Among the records below, find the line that has "sample | [793, 1028]"; from there, give the lines again exactly, and stop after the line that has "sample | [295, 296]".

Natural language region descriptions »
□ □ □ □ □ □ □

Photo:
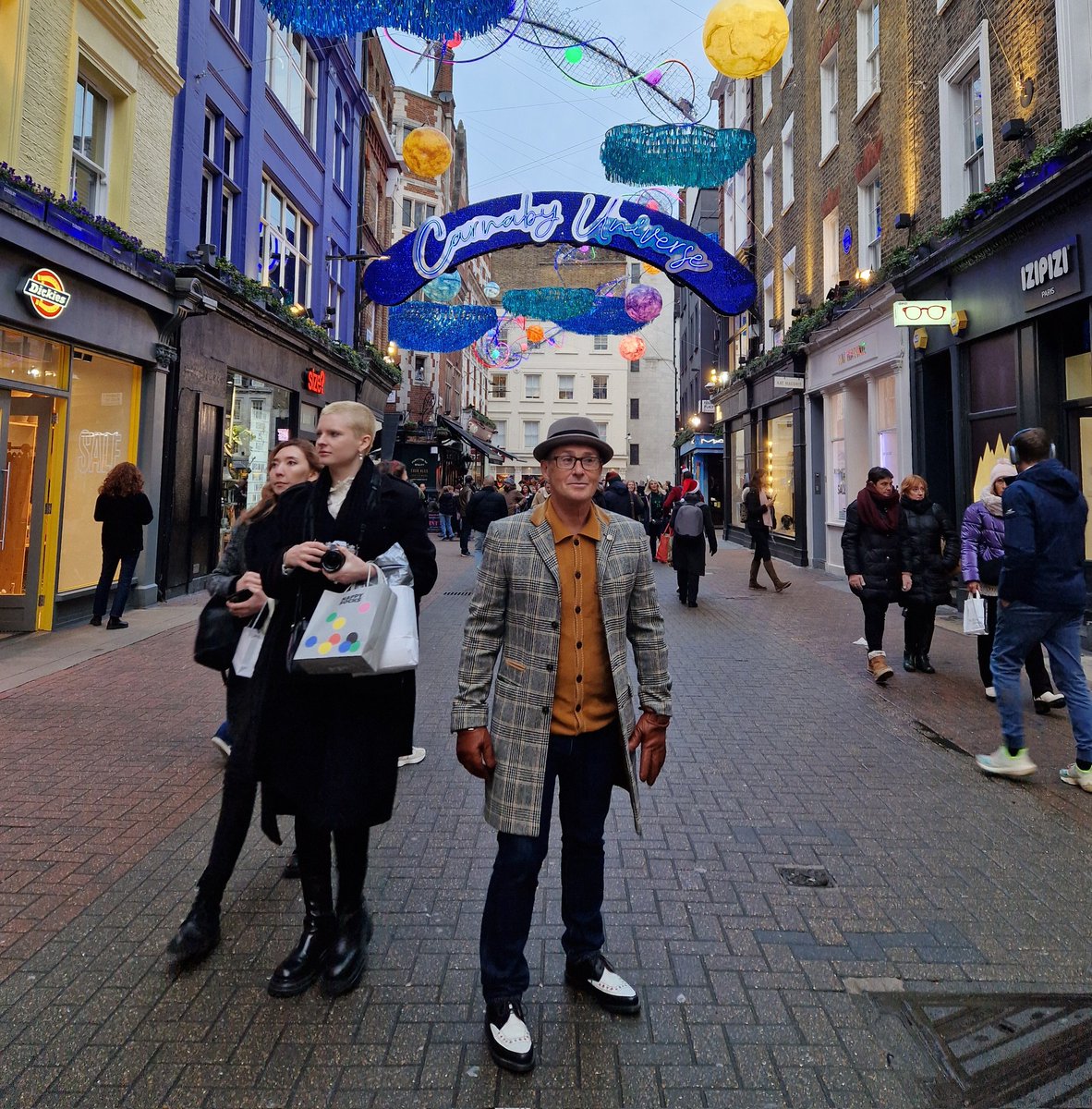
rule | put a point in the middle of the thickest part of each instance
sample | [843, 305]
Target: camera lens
[333, 560]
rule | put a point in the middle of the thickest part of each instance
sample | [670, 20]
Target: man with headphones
[1042, 597]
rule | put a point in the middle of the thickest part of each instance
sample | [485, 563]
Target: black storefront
[763, 419]
[1019, 353]
[245, 381]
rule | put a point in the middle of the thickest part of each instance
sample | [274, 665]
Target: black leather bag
[217, 636]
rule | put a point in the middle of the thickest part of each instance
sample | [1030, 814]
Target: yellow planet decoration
[746, 38]
[427, 152]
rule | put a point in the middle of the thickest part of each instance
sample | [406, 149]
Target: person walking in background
[1042, 594]
[123, 510]
[982, 552]
[447, 507]
[465, 494]
[293, 463]
[760, 521]
[563, 591]
[928, 554]
[692, 522]
[870, 557]
[487, 506]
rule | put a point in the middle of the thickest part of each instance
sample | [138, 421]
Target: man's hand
[651, 736]
[475, 749]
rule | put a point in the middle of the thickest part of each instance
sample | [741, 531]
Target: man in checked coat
[560, 591]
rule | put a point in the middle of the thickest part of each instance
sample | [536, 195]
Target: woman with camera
[330, 743]
[293, 463]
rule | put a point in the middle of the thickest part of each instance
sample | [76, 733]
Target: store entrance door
[25, 424]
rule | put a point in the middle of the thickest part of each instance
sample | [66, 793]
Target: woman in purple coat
[982, 548]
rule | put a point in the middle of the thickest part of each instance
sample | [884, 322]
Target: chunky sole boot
[348, 958]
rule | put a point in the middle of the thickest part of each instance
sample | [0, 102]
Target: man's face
[574, 474]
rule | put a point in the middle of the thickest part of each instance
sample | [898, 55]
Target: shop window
[259, 417]
[32, 360]
[887, 422]
[292, 72]
[90, 147]
[840, 482]
[286, 245]
[781, 471]
[103, 410]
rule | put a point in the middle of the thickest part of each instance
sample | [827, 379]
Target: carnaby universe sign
[442, 243]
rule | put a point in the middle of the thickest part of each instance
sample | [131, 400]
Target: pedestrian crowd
[565, 600]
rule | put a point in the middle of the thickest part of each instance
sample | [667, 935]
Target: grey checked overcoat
[515, 627]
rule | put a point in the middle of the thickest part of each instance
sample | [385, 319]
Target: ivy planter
[22, 200]
[73, 226]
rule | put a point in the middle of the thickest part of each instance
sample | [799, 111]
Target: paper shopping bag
[347, 631]
[975, 615]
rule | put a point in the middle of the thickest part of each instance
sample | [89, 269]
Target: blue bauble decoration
[439, 328]
[443, 289]
[435, 20]
[680, 154]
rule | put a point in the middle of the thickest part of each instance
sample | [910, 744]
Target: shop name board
[923, 313]
[784, 382]
[442, 243]
[1051, 276]
[47, 293]
[315, 381]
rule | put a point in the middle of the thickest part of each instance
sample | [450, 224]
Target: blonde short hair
[359, 417]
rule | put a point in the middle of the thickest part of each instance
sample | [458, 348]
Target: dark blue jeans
[110, 560]
[586, 766]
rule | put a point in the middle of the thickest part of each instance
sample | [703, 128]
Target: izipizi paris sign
[1052, 276]
[439, 244]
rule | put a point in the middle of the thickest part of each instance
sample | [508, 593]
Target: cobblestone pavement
[757, 993]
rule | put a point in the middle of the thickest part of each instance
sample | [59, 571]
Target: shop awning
[493, 454]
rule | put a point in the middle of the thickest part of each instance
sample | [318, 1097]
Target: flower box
[119, 253]
[73, 226]
[22, 200]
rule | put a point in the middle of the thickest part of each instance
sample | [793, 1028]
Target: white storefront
[859, 388]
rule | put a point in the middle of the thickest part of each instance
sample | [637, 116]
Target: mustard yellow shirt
[583, 698]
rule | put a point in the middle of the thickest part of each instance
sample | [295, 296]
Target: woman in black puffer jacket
[929, 553]
[870, 555]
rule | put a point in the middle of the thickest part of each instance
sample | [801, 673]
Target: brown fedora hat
[574, 432]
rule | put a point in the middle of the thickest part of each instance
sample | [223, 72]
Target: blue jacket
[1045, 516]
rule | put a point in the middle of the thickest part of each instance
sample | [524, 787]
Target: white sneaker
[1006, 765]
[1074, 775]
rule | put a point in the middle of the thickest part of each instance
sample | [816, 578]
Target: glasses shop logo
[47, 293]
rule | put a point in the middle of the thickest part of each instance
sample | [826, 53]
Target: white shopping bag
[975, 615]
[402, 652]
[347, 631]
[249, 642]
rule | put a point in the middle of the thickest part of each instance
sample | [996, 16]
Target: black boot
[303, 966]
[199, 934]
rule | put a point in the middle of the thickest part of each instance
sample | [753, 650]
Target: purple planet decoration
[643, 303]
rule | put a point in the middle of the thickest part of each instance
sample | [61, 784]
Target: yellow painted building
[87, 104]
[105, 67]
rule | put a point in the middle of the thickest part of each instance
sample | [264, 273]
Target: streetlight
[365, 261]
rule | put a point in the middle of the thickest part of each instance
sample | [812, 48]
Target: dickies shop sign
[1052, 276]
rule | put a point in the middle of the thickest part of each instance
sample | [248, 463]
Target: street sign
[923, 313]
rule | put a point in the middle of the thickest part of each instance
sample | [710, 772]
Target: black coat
[327, 747]
[123, 519]
[687, 553]
[874, 554]
[923, 527]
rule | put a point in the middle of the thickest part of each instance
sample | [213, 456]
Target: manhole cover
[1004, 1051]
[809, 876]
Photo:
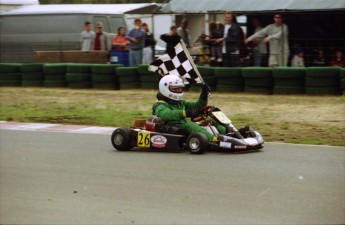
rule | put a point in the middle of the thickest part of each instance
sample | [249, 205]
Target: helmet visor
[176, 89]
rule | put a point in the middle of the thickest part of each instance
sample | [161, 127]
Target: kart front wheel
[121, 139]
[197, 143]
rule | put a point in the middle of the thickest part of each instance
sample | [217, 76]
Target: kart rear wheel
[121, 139]
[197, 143]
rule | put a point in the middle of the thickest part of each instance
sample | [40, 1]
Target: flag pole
[191, 61]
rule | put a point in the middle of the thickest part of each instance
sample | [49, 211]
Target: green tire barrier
[288, 90]
[32, 83]
[55, 68]
[227, 72]
[206, 71]
[228, 79]
[10, 76]
[259, 82]
[54, 83]
[105, 85]
[35, 76]
[149, 78]
[54, 77]
[318, 72]
[143, 69]
[290, 82]
[322, 91]
[10, 83]
[77, 77]
[229, 88]
[78, 68]
[31, 67]
[257, 72]
[103, 77]
[10, 67]
[80, 85]
[322, 82]
[257, 90]
[105, 68]
[288, 77]
[128, 77]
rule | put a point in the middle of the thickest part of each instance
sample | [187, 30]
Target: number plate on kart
[144, 139]
[221, 117]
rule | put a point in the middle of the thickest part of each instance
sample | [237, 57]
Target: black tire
[121, 139]
[197, 143]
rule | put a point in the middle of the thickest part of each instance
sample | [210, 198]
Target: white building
[6, 5]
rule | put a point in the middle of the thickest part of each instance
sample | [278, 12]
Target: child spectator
[298, 60]
[119, 42]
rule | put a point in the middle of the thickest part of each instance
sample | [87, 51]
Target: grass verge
[293, 119]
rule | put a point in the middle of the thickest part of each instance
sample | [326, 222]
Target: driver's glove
[205, 91]
[190, 113]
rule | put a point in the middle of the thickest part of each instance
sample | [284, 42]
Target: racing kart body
[154, 133]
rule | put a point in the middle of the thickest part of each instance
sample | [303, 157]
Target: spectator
[276, 35]
[119, 42]
[232, 42]
[149, 45]
[184, 33]
[101, 38]
[87, 38]
[338, 59]
[298, 58]
[136, 36]
[171, 38]
[259, 47]
[319, 60]
[216, 32]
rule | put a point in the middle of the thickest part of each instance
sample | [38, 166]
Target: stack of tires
[104, 76]
[54, 75]
[342, 81]
[148, 80]
[10, 74]
[228, 79]
[78, 76]
[288, 80]
[32, 74]
[128, 77]
[258, 80]
[322, 81]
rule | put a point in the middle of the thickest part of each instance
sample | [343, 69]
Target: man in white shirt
[87, 38]
[276, 35]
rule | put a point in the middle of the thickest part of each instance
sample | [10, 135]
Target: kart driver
[171, 107]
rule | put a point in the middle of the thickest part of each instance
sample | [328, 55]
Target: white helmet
[171, 86]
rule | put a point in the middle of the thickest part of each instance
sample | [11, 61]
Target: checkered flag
[178, 62]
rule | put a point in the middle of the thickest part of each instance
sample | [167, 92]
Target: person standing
[87, 37]
[136, 36]
[276, 35]
[149, 45]
[231, 42]
[101, 39]
[184, 33]
[259, 47]
[171, 38]
[119, 42]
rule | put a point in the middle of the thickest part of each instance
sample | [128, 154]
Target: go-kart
[154, 133]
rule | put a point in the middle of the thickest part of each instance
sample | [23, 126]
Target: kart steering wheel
[203, 113]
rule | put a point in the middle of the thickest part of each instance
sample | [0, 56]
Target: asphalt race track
[78, 178]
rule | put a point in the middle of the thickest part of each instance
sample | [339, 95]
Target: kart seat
[156, 124]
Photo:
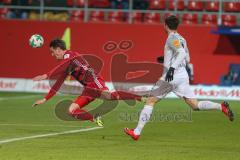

□ □ □ □ □ □ □

The answer »
sample | [793, 1028]
Target: white storefront
[859, 388]
rule | put a point in the middle of the thickest part of each instance
sample | [637, 116]
Target: mustard yellow shirt
[583, 698]
rule | put a point in the middle of the thickest part of each instance
sample | [295, 296]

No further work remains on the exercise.